Stored items:
==============================
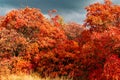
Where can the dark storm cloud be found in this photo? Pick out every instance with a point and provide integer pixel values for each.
(72, 10)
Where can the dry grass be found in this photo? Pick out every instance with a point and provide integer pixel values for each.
(22, 76)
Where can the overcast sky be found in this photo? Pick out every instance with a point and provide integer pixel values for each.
(71, 10)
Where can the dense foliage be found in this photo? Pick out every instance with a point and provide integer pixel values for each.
(31, 43)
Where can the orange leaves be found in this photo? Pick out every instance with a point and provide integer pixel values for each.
(112, 68)
(102, 15)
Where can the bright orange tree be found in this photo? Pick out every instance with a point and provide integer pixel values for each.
(29, 30)
(101, 40)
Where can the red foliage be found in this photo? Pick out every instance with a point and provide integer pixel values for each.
(29, 42)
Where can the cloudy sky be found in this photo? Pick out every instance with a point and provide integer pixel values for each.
(71, 10)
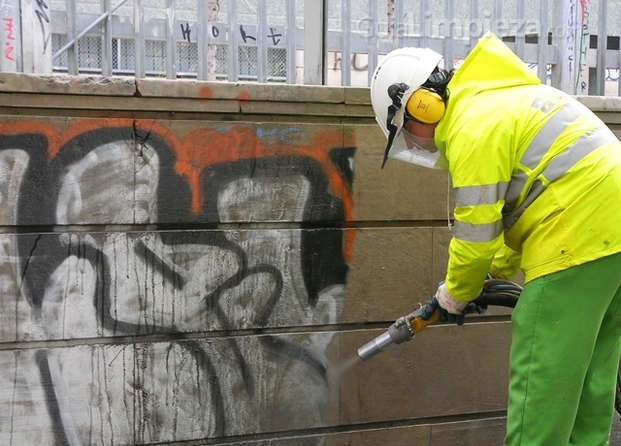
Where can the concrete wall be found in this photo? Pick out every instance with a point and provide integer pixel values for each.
(199, 262)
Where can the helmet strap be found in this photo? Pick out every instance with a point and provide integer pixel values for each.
(395, 92)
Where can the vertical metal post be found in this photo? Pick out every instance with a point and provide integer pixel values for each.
(449, 35)
(139, 41)
(373, 39)
(314, 42)
(497, 16)
(424, 16)
(171, 39)
(399, 24)
(262, 41)
(291, 43)
(566, 32)
(346, 42)
(619, 65)
(72, 33)
(37, 37)
(11, 36)
(474, 20)
(106, 39)
(542, 47)
(520, 34)
(202, 39)
(233, 56)
(602, 38)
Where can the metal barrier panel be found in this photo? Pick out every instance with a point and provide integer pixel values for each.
(303, 41)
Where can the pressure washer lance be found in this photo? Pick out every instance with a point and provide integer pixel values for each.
(495, 292)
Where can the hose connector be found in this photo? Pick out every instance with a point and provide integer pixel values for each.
(397, 333)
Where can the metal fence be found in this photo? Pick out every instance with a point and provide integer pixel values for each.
(305, 41)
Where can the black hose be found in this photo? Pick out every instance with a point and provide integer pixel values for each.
(496, 292)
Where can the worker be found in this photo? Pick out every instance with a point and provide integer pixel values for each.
(536, 178)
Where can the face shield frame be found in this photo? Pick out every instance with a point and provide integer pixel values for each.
(403, 145)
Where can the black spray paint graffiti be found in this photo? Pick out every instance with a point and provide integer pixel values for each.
(178, 282)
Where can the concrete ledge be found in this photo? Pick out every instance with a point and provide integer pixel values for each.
(74, 85)
(601, 103)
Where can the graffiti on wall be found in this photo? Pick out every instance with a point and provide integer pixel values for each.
(151, 321)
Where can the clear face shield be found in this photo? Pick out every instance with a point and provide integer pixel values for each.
(405, 146)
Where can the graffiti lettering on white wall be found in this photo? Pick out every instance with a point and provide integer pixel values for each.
(164, 310)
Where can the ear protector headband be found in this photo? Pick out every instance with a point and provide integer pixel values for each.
(426, 106)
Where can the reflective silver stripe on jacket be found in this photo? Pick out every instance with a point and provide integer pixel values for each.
(535, 152)
(469, 232)
(477, 195)
(539, 146)
(559, 165)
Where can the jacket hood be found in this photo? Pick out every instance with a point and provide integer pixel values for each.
(490, 65)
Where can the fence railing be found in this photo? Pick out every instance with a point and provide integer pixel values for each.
(566, 42)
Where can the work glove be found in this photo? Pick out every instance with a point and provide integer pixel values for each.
(451, 310)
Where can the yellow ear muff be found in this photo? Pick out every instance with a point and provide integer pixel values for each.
(426, 106)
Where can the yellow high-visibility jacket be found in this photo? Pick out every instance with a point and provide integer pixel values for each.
(536, 175)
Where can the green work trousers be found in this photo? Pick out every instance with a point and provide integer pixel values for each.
(565, 357)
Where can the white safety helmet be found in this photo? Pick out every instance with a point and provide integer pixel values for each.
(401, 73)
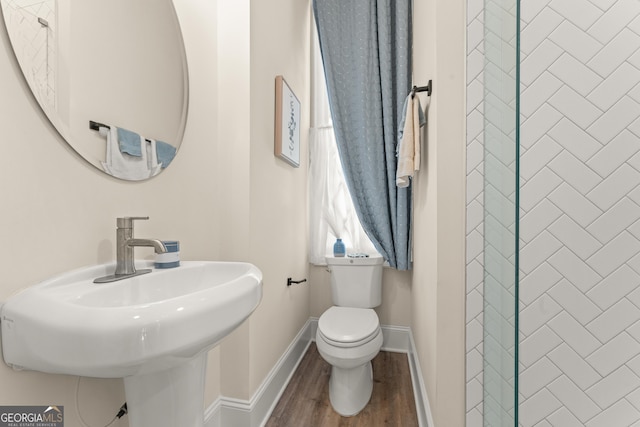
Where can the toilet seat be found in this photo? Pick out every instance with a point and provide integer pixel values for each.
(348, 327)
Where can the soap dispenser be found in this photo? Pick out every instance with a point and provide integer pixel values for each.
(339, 249)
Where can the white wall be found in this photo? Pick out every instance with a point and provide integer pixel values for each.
(438, 277)
(59, 212)
(226, 196)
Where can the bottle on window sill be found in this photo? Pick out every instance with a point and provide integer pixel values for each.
(339, 249)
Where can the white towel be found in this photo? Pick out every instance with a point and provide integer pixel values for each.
(409, 145)
(128, 167)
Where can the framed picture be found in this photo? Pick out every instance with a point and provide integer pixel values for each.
(287, 125)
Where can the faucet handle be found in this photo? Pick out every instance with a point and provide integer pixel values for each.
(127, 221)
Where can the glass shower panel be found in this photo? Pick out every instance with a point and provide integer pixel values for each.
(500, 212)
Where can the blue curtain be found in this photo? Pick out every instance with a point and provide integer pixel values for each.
(366, 50)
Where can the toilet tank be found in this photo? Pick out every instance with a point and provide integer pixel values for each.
(356, 282)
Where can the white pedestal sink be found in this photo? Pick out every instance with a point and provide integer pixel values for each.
(152, 330)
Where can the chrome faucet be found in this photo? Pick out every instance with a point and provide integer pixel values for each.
(125, 242)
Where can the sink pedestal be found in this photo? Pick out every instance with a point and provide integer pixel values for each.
(169, 398)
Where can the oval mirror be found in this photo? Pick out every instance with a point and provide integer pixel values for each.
(111, 76)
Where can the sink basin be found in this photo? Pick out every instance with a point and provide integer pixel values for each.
(141, 328)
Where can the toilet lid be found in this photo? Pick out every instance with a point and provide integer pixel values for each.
(348, 325)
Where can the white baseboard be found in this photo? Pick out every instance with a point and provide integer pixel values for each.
(230, 412)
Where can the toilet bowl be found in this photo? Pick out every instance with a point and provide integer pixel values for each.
(348, 339)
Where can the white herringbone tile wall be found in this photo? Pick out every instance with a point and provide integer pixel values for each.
(580, 213)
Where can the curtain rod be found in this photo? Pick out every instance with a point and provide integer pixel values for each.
(428, 88)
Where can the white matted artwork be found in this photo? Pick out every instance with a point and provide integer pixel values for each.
(287, 125)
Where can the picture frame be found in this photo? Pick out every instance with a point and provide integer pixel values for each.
(287, 123)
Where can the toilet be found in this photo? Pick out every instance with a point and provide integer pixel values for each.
(349, 334)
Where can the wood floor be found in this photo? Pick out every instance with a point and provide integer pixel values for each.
(305, 402)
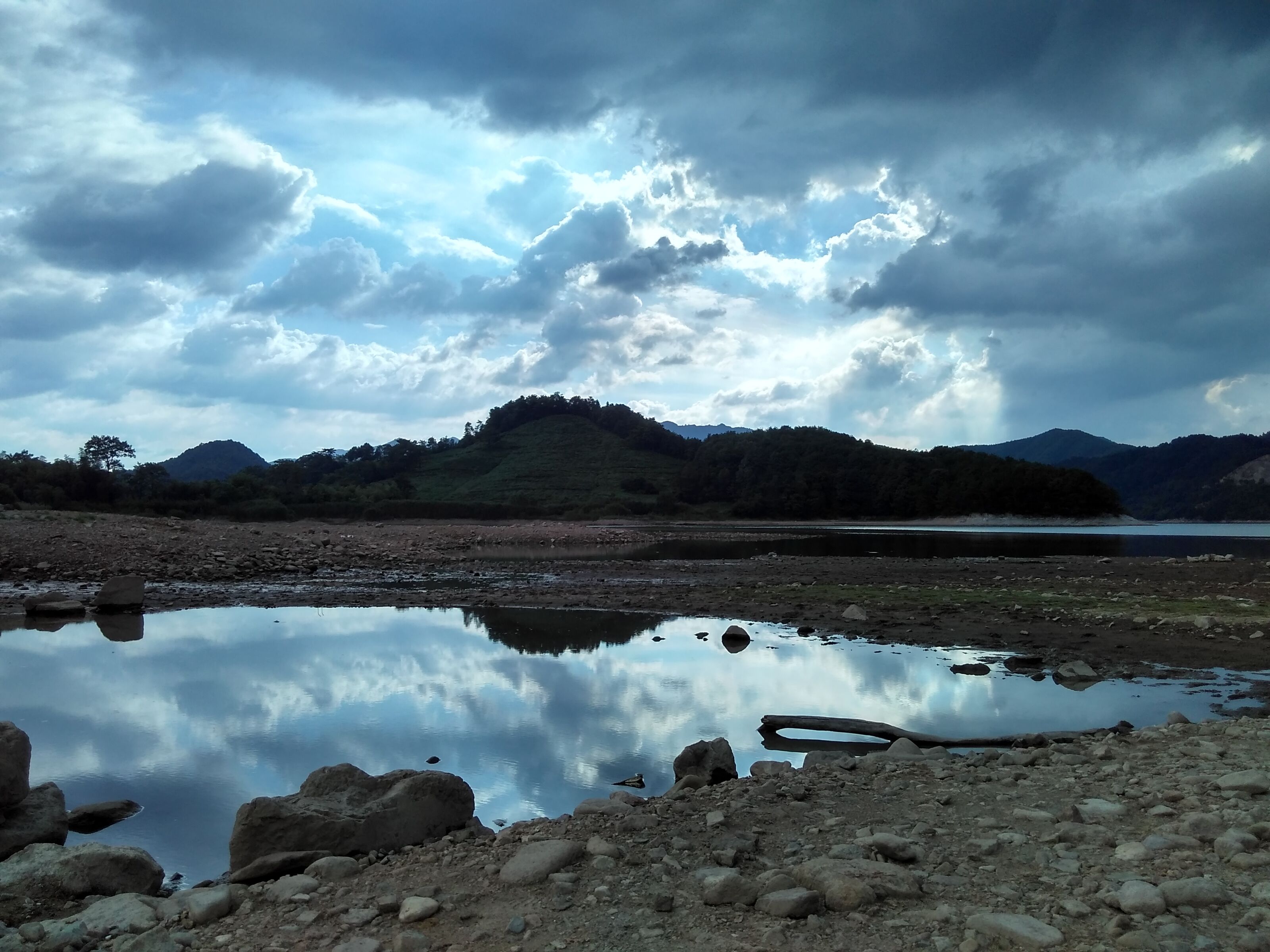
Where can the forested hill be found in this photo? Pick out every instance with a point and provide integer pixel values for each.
(557, 457)
(808, 473)
(1193, 478)
(1056, 447)
(213, 461)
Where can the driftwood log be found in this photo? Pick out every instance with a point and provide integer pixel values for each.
(877, 729)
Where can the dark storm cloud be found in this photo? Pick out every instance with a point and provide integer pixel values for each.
(768, 96)
(660, 265)
(211, 217)
(1169, 267)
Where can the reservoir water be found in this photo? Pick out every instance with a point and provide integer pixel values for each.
(194, 712)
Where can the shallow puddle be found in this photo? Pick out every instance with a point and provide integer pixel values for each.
(195, 712)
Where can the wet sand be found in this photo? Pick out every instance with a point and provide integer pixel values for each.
(1122, 616)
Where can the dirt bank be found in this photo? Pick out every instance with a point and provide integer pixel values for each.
(1119, 615)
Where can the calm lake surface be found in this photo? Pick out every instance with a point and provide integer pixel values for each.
(1162, 540)
(537, 709)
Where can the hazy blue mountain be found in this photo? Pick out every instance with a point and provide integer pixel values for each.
(1192, 478)
(216, 460)
(1056, 447)
(694, 431)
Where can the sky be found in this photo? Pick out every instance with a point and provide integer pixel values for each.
(314, 224)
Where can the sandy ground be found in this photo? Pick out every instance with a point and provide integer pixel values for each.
(1122, 616)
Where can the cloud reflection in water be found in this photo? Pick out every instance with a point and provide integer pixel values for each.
(537, 709)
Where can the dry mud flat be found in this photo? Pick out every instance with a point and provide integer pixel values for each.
(1118, 615)
(1154, 839)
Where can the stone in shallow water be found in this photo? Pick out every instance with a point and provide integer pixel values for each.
(41, 818)
(14, 765)
(92, 818)
(344, 810)
(275, 865)
(83, 870)
(121, 593)
(709, 760)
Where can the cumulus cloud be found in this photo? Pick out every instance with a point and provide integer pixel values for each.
(211, 217)
(658, 265)
(48, 314)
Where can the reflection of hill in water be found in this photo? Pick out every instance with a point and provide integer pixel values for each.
(553, 631)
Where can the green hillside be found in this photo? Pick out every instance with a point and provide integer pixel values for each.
(573, 457)
(556, 461)
(1054, 447)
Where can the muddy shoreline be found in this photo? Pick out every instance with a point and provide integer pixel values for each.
(1124, 616)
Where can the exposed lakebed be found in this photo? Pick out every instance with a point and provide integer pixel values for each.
(537, 709)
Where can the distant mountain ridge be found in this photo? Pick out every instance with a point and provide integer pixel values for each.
(694, 431)
(1217, 479)
(1054, 447)
(216, 460)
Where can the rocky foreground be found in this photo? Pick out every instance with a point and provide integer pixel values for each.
(1119, 615)
(1151, 839)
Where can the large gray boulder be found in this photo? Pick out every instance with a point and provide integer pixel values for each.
(121, 593)
(41, 818)
(49, 871)
(14, 765)
(344, 810)
(52, 603)
(709, 760)
(93, 818)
==============================
■ Directions ■
Using the material above, extract the line that contains "Where can the green hillside" and every line after it, exactly as given; stop at the last line.

■ In response ■
Where can the green hillside be found in this photo? Pick out every instance with a point and provide integer pixel values for each.
(573, 457)
(556, 461)
(1054, 447)
Where can the muddy shoreline be found in this photo? Pick out every instance with a point and provide integer pixel values for each.
(1124, 616)
Where can the exposed lakebed be found in this photo? Pick out every instance with a point and provide integer pixel values for each.
(537, 709)
Where can the distant mountain ridge be found in this photo? Pick out every instance with a point and provide integer pixel values for each.
(694, 431)
(1217, 479)
(1054, 447)
(216, 460)
Where can the rocky foreground be found in this photo? Pick out every instance with a point and provide integer pixel values for each.
(1119, 615)
(1151, 839)
Where can the large gray boulder be found in this photo? Pick out every instance with a point and provide integer pixel values for each.
(121, 593)
(41, 818)
(49, 871)
(14, 765)
(344, 810)
(52, 603)
(709, 760)
(93, 818)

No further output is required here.